_INSTRUCTIONS FOR THE TASK_
Going from the line that contains "Tag the open" down to the last line in the listing below, reproduce every line exactly and include no others.

_EXERCISE MATERIALS_

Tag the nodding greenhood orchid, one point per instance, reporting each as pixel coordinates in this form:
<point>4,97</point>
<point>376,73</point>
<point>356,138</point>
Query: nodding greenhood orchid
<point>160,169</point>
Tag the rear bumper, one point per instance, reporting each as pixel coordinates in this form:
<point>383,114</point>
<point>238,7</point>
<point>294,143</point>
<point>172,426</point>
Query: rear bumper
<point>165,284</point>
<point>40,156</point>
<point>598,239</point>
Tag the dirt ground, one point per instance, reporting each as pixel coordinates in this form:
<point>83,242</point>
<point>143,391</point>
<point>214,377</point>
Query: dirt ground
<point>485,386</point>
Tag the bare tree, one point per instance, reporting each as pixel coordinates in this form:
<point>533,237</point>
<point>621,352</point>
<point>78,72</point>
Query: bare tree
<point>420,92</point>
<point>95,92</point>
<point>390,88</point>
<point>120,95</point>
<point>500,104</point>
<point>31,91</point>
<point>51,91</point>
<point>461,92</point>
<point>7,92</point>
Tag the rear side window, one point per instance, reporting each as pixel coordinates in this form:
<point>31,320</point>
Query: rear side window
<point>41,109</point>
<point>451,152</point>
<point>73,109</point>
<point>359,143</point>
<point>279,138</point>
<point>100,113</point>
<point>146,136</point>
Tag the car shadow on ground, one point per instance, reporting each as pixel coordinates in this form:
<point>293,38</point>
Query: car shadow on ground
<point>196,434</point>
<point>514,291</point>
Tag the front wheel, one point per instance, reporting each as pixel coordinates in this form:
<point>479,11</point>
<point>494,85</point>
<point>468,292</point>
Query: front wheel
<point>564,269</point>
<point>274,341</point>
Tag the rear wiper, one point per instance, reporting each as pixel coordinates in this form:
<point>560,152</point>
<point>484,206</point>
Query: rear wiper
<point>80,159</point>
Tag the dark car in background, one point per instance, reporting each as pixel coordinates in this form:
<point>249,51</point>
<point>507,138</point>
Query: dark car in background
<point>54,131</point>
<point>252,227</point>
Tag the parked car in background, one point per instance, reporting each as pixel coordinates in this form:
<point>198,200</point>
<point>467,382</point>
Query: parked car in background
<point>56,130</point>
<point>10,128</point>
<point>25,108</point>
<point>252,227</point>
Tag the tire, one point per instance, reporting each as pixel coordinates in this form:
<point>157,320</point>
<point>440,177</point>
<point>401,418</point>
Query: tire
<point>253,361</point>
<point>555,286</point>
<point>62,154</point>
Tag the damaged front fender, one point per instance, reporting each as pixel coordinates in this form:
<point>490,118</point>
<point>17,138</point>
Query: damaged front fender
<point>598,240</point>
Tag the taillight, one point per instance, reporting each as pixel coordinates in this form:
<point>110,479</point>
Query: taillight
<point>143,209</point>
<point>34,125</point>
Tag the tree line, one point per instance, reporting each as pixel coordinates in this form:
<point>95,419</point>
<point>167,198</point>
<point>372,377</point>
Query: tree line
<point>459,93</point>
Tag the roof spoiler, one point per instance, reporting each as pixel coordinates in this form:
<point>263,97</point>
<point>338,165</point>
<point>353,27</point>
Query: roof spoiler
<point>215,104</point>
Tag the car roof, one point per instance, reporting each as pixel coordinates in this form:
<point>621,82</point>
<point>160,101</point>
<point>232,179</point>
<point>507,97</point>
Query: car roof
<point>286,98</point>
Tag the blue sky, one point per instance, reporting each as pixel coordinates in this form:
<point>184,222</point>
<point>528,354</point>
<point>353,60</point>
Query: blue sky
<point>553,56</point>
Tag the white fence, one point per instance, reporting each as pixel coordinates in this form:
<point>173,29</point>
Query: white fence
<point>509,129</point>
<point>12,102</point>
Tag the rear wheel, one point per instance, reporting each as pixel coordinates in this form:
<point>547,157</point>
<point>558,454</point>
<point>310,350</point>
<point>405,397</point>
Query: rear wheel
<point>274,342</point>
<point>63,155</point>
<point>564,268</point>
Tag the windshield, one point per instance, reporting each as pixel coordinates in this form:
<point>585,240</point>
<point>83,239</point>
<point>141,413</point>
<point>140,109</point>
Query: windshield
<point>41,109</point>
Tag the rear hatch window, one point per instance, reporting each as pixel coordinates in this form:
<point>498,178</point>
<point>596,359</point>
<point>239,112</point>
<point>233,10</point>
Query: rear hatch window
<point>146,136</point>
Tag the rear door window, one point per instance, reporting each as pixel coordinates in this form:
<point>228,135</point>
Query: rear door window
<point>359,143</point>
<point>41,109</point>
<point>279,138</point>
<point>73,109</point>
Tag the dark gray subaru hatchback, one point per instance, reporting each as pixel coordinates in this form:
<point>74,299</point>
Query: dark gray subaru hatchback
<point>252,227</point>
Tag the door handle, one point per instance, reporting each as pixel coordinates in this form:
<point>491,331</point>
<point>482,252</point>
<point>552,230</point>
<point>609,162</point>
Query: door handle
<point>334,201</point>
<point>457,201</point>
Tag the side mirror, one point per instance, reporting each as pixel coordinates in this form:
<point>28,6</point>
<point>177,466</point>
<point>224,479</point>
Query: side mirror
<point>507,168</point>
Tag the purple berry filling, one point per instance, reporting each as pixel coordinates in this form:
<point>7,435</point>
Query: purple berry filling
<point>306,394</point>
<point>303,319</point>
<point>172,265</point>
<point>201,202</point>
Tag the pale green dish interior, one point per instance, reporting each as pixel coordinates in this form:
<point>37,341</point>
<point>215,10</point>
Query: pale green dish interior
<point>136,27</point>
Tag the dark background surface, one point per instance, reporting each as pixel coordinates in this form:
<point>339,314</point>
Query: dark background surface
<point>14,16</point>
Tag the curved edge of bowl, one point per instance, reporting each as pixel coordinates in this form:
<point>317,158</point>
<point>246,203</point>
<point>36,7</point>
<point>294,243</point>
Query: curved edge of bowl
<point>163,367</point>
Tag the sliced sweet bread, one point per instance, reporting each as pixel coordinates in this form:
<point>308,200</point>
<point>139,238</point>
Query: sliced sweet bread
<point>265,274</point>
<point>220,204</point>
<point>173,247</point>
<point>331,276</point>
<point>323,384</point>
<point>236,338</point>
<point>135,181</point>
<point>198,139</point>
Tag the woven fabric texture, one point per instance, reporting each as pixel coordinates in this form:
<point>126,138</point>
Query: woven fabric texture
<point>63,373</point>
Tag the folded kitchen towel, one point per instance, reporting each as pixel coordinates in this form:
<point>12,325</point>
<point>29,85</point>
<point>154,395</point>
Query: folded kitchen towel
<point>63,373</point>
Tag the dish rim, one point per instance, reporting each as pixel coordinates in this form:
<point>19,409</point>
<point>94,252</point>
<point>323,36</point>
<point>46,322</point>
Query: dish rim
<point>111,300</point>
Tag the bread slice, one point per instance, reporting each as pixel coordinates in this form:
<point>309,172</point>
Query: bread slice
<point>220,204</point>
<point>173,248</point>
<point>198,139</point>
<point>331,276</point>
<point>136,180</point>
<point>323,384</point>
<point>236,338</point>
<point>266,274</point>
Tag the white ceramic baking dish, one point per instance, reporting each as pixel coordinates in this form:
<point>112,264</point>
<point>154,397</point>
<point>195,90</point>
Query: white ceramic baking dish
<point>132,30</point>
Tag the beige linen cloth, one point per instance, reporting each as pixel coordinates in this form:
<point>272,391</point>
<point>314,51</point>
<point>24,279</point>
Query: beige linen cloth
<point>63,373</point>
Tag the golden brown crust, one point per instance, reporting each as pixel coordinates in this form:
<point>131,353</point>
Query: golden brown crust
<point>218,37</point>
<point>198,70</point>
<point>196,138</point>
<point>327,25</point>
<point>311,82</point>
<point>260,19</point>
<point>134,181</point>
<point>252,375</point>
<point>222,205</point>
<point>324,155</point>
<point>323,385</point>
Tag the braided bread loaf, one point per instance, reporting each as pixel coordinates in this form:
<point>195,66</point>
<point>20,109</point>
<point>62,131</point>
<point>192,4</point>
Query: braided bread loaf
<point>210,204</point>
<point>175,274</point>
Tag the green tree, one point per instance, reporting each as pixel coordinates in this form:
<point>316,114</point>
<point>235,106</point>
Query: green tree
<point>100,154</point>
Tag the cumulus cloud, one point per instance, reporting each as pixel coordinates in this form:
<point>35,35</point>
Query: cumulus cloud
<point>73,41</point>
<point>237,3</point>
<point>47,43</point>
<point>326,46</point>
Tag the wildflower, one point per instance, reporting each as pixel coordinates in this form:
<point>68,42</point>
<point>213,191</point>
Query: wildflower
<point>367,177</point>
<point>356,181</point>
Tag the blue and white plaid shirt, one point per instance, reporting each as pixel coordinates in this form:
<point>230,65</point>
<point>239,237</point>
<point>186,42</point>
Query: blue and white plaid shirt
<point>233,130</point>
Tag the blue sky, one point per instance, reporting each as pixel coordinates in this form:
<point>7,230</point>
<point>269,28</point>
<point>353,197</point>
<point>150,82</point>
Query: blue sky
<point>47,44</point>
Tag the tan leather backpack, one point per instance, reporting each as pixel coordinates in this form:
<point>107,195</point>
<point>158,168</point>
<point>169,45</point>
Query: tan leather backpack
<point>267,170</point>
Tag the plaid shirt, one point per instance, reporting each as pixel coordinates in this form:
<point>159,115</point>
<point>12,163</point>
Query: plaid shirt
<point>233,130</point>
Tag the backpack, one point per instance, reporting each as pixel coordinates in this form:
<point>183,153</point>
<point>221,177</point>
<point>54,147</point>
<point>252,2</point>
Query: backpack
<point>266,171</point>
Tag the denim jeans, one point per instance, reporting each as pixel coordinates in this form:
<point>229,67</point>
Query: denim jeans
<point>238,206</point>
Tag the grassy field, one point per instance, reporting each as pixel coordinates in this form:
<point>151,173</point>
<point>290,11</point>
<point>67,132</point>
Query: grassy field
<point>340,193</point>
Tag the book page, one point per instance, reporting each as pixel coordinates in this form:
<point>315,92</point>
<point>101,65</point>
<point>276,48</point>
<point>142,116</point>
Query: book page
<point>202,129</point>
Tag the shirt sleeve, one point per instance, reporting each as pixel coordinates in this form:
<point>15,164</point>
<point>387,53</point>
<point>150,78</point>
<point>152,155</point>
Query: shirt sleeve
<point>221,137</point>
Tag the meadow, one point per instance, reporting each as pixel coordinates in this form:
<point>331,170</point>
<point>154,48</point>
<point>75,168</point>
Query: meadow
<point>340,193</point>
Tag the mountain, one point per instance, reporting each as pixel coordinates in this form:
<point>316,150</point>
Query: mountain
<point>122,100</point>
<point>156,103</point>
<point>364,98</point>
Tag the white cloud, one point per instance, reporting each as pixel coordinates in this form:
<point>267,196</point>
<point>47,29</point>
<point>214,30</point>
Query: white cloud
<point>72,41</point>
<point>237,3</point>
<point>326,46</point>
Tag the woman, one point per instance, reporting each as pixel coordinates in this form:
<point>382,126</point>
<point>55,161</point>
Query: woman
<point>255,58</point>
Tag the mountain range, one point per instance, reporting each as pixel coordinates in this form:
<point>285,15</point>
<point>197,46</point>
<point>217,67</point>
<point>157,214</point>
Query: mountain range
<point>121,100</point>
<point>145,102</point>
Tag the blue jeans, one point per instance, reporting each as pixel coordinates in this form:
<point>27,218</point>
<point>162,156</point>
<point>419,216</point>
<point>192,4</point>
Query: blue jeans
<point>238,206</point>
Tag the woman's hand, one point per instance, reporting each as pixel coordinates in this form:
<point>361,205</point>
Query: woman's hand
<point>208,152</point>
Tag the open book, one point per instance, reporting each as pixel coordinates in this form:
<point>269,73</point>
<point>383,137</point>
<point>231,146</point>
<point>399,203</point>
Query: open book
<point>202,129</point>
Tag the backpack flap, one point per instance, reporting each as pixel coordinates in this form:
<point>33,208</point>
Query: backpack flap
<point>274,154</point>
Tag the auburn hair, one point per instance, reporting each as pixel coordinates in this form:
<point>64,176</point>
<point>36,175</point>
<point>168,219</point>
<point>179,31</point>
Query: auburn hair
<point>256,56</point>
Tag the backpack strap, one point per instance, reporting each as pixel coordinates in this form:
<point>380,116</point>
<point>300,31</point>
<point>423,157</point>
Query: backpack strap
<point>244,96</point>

_FINAL ANSWER_
Tag the open book, one point per instance, reporting each as pixel coordinates in this form:
<point>269,73</point>
<point>383,137</point>
<point>231,146</point>
<point>399,203</point>
Query: open book
<point>202,129</point>
Tag the backpack flap, one point per instance, reporting each as pixel coordinates in this form:
<point>33,208</point>
Query: backpack flap
<point>274,154</point>
Tag the auburn hair, one point per instance, reporting each as pixel coordinates in this form:
<point>64,176</point>
<point>36,175</point>
<point>168,219</point>
<point>179,31</point>
Query: auburn hair
<point>256,56</point>
Tag the backpack strap, one point per instance, reporting each as pixel coordinates in this form:
<point>380,116</point>
<point>300,31</point>
<point>423,157</point>
Query: backpack strap
<point>244,96</point>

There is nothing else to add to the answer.